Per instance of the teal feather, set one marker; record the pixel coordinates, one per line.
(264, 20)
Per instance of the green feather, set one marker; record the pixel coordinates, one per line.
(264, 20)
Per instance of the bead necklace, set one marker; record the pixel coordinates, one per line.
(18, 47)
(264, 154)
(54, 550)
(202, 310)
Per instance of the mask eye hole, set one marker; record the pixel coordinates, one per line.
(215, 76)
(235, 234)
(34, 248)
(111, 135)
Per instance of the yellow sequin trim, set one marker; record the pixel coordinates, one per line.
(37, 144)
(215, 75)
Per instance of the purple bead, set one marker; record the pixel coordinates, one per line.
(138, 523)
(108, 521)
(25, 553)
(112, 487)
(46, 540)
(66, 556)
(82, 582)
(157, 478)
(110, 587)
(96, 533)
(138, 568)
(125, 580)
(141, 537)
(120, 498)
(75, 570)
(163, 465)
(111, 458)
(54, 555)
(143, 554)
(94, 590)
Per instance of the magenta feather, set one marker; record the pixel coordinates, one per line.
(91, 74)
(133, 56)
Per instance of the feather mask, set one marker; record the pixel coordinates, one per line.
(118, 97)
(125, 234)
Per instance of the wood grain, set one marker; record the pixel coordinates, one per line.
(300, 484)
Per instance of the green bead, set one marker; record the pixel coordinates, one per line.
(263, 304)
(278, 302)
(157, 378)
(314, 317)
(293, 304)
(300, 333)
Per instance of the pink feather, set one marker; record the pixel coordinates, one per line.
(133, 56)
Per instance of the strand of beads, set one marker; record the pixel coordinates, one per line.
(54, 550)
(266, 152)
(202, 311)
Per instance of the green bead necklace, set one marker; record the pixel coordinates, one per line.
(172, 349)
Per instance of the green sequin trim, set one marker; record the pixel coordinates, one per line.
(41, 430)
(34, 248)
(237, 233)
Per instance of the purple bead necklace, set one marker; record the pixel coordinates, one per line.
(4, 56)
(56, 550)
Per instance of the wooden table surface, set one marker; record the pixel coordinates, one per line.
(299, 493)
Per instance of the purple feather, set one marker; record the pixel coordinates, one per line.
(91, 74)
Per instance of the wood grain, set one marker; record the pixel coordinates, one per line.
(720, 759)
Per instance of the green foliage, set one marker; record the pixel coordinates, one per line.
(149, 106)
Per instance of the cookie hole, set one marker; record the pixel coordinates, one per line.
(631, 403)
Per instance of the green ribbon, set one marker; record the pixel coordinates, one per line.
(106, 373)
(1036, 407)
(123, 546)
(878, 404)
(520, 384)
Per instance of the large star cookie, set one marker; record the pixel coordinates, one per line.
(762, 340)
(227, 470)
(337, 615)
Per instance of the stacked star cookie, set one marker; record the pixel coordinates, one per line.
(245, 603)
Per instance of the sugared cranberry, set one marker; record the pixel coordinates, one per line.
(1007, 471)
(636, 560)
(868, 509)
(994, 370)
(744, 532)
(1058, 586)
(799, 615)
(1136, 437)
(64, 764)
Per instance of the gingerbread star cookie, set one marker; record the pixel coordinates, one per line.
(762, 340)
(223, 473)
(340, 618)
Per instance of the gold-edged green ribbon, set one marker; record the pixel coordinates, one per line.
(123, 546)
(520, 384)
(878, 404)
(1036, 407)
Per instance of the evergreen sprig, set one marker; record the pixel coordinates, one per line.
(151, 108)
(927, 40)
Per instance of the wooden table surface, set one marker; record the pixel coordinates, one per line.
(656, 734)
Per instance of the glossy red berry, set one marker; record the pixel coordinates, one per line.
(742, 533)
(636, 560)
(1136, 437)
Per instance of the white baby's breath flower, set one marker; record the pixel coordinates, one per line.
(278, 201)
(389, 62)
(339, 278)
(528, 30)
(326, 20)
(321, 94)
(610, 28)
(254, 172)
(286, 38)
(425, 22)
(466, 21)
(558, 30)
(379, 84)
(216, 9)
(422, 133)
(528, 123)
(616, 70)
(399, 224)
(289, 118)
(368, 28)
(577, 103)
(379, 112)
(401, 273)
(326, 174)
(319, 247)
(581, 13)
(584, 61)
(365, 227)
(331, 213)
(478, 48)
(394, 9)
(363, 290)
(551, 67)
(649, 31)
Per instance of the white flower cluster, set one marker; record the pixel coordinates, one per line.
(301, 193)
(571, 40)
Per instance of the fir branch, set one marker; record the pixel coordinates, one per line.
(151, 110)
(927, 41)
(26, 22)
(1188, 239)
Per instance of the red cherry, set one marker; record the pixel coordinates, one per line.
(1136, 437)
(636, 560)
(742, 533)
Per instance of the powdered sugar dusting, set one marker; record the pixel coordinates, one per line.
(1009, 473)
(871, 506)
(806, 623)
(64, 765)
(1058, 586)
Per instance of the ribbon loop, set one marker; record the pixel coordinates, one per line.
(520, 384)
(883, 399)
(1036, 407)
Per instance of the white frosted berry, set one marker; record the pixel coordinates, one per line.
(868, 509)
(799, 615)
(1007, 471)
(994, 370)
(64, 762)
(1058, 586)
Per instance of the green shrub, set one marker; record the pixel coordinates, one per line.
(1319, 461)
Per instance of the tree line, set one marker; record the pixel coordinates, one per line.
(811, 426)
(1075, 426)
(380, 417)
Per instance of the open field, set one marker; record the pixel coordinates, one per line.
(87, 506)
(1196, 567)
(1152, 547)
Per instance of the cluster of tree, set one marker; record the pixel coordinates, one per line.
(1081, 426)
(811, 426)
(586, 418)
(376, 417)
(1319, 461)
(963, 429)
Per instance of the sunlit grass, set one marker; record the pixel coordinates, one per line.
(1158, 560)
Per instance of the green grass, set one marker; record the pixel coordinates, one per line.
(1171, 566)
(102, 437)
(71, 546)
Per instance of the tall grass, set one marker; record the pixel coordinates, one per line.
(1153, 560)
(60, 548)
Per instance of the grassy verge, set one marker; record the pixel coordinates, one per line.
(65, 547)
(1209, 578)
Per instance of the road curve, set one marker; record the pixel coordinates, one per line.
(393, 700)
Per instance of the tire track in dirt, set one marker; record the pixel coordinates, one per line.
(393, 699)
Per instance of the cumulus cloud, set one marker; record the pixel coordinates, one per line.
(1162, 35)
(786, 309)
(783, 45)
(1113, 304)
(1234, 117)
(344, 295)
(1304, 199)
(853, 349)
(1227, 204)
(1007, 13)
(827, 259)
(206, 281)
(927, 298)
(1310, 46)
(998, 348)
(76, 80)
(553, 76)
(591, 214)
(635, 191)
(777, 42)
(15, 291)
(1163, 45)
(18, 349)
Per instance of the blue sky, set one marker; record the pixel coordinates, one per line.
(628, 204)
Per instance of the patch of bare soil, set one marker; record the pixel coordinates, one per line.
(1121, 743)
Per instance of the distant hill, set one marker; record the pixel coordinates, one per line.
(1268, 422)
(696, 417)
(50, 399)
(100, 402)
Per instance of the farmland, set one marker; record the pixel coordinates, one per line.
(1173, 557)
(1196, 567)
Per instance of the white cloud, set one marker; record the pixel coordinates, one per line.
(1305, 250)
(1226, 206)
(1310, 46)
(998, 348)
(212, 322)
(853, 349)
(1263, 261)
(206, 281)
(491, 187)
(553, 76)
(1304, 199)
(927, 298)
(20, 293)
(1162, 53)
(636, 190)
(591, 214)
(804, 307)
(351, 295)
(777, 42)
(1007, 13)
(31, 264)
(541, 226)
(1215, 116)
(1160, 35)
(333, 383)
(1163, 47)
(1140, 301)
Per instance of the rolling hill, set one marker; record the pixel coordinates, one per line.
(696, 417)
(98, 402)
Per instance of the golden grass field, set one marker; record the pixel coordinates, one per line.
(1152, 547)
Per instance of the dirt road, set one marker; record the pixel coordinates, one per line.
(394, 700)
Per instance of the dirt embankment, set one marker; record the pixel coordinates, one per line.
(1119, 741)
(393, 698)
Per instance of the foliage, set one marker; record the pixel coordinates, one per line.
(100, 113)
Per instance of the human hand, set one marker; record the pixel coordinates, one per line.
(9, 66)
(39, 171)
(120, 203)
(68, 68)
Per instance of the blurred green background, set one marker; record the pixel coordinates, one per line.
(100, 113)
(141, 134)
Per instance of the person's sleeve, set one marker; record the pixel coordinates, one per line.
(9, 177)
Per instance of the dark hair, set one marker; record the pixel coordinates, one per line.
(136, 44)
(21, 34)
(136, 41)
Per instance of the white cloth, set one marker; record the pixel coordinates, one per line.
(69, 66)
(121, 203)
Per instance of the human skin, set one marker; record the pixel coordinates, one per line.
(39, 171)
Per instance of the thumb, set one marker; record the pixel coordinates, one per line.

==============================

**WHAT THE TASK ASKS**: Retype exactly the lines from the one containing "Per instance of the rolling" through the last line of the records above, including both.

**REPLY TO THE EXERCISE**:
Per instance of the rolling hill, set one marker; record the pixel coordinates, one per line.
(696, 417)
(98, 402)
Per instance of the golden grass field, set one marker; record the pixel coordinates, one per line.
(1152, 547)
Per instance of the dirt road, set one marker; record the pixel coordinates, one per line.
(394, 700)
Per instance of the dirt embankment, set one marker; record the pixel coordinates, one per line.
(1119, 741)
(393, 698)
Per instance of the foliage, set one marker; record the pixel coordinates, one per line.
(100, 113)
Per instance of the human hand, set one marker; record the pixel coordinates, one per line.
(9, 66)
(39, 171)
(120, 203)
(68, 68)
Per instance of the blurred green background, set one marker; record the pixel coordinates, one per line.
(100, 113)
(141, 134)
Per instance of the person's sleeve, set one marker; record the pixel coordinates, one per line.
(9, 177)
Per instance of the dark hair, set one marker; record the pixel coordinates, one per line.
(136, 44)
(21, 34)
(136, 41)
Per instance of the white cloth, set one marker; record the pixel coordinates, one per line.
(69, 66)
(121, 203)
Per instance of the human skin, set one marker; record the pixel coordinates, one per line.
(39, 171)
Per instance of the thumb, set one marker; record the pixel coordinates, one per line.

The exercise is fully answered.